* Begin SOURCE DOCUMENT *

# Saltwater rocks in a freshwater aquarium



## Lex Luthor (Jan 5, 2009)

I got some rocks recently from a rocky beach and was thinking about putting 1 or 2 of the nicer ones in my aquarium.

Does the fact they have been in salt water make them not advisable to use in a freshwater aquarium?


----------



## aunt kymmie (Jun 2, 2008)

Exactly what type of rocks are they? I wouldn't use them as it will most likely raise your ph. If you're keeping cichlids that might not be such a bad thing but if it was me (and it's not) I wouldn't do it.


----------



## NickJonasLover (Jan 5, 2009)

if you got them from the beach it would not be good to put it into your tank because it could give off the wrong kind of minerals


----------



## Lex Luthor (Jan 5, 2009)

ok thanks...

I got 4 large gold fish and they are doing well after a long journey after moving house so I want to keep it that way...


----------



## Lupin (Aug 2, 2006)

Limestone? Live rocks? Most rocks have live microorganisms in them. Your ammonia will increase if they die from the wrong specific gravity. Your goldfish do not require rocks in their tanks.

* End SOURCE DOCUMENT *
* Begin STORED ROWS *

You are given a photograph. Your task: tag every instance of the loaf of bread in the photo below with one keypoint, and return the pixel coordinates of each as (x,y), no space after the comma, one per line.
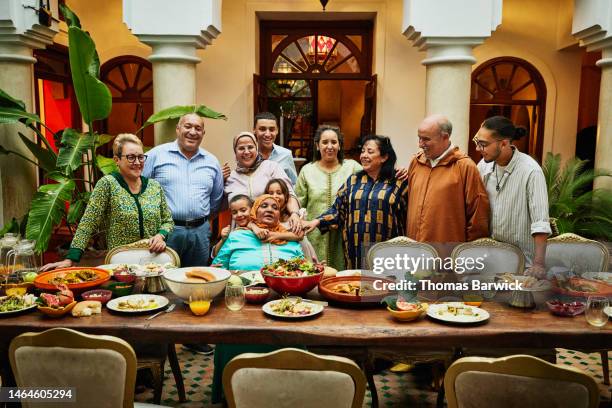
(87,308)
(199,275)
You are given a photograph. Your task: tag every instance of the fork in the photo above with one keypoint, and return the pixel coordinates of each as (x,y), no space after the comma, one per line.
(168,310)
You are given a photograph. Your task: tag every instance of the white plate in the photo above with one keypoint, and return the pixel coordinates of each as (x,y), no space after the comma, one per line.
(253,276)
(314,310)
(12,312)
(480,315)
(161,301)
(599,276)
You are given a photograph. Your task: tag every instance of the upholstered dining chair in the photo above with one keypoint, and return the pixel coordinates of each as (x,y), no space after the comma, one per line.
(518,381)
(151,358)
(576,253)
(497,257)
(579,255)
(293,378)
(102,369)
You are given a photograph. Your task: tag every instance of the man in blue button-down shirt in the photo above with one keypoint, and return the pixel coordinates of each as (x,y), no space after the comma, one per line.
(193,182)
(266,130)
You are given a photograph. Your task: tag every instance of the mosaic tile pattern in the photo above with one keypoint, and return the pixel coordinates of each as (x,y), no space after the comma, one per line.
(394,390)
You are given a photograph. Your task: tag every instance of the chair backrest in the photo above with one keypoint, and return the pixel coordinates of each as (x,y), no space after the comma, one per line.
(102,369)
(497,257)
(517,381)
(138,253)
(293,378)
(404,246)
(577,254)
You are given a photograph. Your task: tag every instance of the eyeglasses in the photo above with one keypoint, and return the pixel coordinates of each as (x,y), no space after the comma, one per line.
(132,157)
(481,144)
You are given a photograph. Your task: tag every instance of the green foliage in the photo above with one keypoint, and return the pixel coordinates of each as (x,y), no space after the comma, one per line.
(176,112)
(74,146)
(93,95)
(575,207)
(46,158)
(71,18)
(47,209)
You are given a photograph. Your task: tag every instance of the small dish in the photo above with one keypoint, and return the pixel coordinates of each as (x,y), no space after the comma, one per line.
(57,312)
(566,309)
(101,295)
(408,315)
(256,294)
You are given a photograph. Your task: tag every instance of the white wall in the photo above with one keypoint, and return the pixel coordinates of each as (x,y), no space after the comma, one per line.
(530,30)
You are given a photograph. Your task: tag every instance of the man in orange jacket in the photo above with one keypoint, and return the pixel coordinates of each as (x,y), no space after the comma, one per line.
(447,201)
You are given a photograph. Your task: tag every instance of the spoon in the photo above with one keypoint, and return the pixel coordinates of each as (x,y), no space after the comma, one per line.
(168,310)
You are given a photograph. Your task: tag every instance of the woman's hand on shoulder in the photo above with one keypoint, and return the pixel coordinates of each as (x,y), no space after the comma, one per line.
(261,233)
(66,263)
(157,243)
(309,226)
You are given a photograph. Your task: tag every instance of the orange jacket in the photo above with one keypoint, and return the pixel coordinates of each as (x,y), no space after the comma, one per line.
(448,203)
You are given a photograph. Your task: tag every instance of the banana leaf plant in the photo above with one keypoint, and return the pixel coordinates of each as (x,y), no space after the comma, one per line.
(65,197)
(572,203)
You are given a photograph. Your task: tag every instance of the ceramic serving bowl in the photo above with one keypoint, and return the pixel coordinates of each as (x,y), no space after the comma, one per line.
(184,287)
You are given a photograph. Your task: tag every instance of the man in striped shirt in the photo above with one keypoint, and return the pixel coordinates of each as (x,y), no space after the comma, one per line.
(193,183)
(517,191)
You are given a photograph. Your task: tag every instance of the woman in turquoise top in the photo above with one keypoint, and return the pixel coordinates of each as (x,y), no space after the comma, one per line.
(124,205)
(244,251)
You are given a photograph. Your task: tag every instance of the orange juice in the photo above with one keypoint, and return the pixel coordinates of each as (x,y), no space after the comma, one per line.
(199,307)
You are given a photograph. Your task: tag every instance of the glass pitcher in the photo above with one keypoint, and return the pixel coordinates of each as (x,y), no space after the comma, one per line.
(22,260)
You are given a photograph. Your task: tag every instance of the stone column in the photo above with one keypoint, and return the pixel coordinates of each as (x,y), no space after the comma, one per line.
(592,26)
(174,33)
(20,34)
(448,30)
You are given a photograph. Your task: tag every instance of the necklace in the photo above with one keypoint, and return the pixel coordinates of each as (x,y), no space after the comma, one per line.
(497,181)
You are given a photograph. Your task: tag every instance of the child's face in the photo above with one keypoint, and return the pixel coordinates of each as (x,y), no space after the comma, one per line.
(275,191)
(240,212)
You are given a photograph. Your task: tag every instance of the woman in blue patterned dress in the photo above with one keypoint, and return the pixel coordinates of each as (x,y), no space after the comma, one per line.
(371,205)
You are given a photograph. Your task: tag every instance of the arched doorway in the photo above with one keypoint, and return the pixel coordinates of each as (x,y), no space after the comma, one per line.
(130,80)
(313,73)
(514,88)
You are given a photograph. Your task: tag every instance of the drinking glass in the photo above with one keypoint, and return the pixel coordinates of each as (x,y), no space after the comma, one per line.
(199,304)
(594,312)
(234,297)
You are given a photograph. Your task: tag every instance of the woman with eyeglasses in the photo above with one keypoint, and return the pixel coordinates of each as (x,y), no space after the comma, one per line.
(371,205)
(124,205)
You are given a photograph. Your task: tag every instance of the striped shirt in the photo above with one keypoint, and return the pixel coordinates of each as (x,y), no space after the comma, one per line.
(193,187)
(520,208)
(367,211)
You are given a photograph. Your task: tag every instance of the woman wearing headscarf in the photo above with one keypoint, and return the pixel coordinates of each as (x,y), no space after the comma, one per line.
(244,251)
(252,173)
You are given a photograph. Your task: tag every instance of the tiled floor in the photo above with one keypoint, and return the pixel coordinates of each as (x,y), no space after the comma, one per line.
(394,390)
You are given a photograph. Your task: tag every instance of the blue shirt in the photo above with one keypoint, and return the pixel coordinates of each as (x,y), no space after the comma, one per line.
(284,157)
(193,187)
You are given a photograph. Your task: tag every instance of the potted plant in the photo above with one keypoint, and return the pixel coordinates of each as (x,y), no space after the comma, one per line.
(65,196)
(572,204)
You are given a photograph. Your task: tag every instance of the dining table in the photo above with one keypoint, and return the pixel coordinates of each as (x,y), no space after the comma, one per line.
(338,327)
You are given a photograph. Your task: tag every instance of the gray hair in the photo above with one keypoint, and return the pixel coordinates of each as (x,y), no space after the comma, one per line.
(445,126)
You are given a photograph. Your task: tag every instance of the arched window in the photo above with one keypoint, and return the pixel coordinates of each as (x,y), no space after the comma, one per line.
(130,80)
(514,88)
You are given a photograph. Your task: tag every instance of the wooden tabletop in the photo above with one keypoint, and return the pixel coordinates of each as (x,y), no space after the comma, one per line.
(336,326)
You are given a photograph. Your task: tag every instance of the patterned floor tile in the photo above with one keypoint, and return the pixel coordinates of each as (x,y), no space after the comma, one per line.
(394,390)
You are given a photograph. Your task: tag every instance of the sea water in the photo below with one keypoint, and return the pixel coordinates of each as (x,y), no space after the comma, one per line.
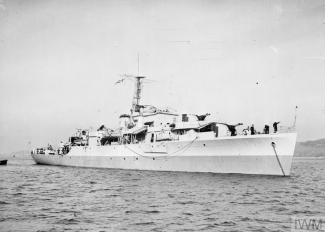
(52,198)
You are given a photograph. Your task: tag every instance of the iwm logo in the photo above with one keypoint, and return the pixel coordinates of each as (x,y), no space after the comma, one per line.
(307,224)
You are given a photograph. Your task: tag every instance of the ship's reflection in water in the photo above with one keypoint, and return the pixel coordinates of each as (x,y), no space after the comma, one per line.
(49,198)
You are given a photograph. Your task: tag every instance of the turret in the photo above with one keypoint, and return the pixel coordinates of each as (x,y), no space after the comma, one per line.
(124,120)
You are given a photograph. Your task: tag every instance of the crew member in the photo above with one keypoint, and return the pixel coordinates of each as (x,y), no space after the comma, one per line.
(61,146)
(266,129)
(275,126)
(232,128)
(252,130)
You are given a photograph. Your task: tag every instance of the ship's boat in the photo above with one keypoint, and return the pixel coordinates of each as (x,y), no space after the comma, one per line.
(159,139)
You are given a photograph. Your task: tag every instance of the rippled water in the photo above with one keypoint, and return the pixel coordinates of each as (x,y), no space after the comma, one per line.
(48,198)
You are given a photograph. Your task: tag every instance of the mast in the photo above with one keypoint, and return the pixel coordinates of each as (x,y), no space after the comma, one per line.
(137,93)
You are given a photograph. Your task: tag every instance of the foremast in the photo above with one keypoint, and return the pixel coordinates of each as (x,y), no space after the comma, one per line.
(137,93)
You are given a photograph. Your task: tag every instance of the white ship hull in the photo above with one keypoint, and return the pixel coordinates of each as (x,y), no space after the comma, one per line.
(241,154)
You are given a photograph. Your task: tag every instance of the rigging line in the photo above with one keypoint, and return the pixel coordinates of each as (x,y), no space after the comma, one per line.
(165,156)
(273,145)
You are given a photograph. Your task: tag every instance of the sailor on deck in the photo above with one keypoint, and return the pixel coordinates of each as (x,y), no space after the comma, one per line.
(61,146)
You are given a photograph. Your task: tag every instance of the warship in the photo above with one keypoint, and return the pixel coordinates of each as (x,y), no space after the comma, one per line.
(160,139)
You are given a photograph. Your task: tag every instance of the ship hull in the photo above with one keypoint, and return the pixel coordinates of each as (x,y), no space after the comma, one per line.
(241,154)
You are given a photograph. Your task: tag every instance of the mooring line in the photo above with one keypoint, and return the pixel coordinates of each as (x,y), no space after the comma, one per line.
(277,157)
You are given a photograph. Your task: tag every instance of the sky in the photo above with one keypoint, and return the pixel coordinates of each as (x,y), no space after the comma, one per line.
(242,61)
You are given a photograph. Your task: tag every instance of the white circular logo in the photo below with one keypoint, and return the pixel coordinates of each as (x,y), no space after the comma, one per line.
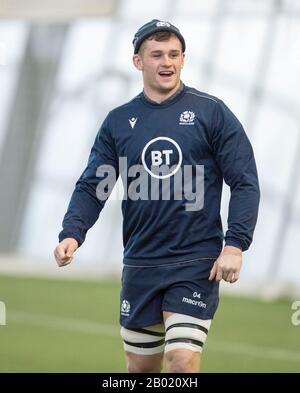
(125,307)
(162,138)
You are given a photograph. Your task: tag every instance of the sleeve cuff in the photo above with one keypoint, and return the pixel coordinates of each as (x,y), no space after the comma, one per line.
(63,235)
(234,243)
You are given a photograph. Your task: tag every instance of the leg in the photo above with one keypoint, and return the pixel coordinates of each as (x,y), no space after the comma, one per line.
(144,348)
(144,363)
(185,337)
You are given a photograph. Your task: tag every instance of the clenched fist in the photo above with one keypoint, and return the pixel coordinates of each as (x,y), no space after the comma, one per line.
(63,253)
(227,267)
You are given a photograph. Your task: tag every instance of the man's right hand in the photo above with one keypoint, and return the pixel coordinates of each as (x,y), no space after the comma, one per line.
(63,253)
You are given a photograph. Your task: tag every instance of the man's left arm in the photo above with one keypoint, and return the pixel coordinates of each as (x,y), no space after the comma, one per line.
(234,155)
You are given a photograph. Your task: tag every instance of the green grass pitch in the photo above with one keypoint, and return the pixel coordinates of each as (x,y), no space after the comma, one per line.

* End STORED ROWS *

DO THIS:
Extend the forum thread about saltwater rocks in a freshwater aquarium, starting after its final post.

REPLY TO THE EXERCISE:
----------



## aunt kymmie (Jun 2, 2008)

How many gallons is your tank??


----------



## thespiff (Nov 12, 2007)

Haha kymmie you know that whatever his answer is it will be too small for 4 large goldfish


----------



## aunt kymmie (Jun 2, 2008)

I know, I know. I was hoping to hear that he had 36 gl per goldfish...:|


----------



## daisycutter (Jan 4, 2007)

depends on the rock type ,any non-porus rock types can be well scrubbed and used eg granite,slate,quartz,flint,basalt
avoid linestone,chalk,coral,mudstone etc


----------



## Lex Luthor (Jan 5, 2009)

its a 30litre tank...

I suppose when I mean large goldfish, they are all about 4-5" long

And when am mean rocks, they are actually stones...


----------



## aunt kymmie (Jun 2, 2008)

Uh oh...those fish are going to be much, much too large for that size of a tank.


----------



## Lex Luthor (Jan 5, 2009)

aunt kymmie said:


> Uh oh...those fish are going to be much, much too large for that size of a tank.


 I honestly think they are already....I got the tank from my mum who died recently so its a bit sentimental. She has had them for years so I wanted to keep it the same for her.

Any ideas what I should do? I don't want to split them up but I really don't have the space to get a bigger tank?


----------



## onefish2fish (Jul 22, 2008)

i would say so, you have them in a 8 gallon tank and not to mention goldfish are messy as it is.


----------



## aunt kymmie (Jun 2, 2008)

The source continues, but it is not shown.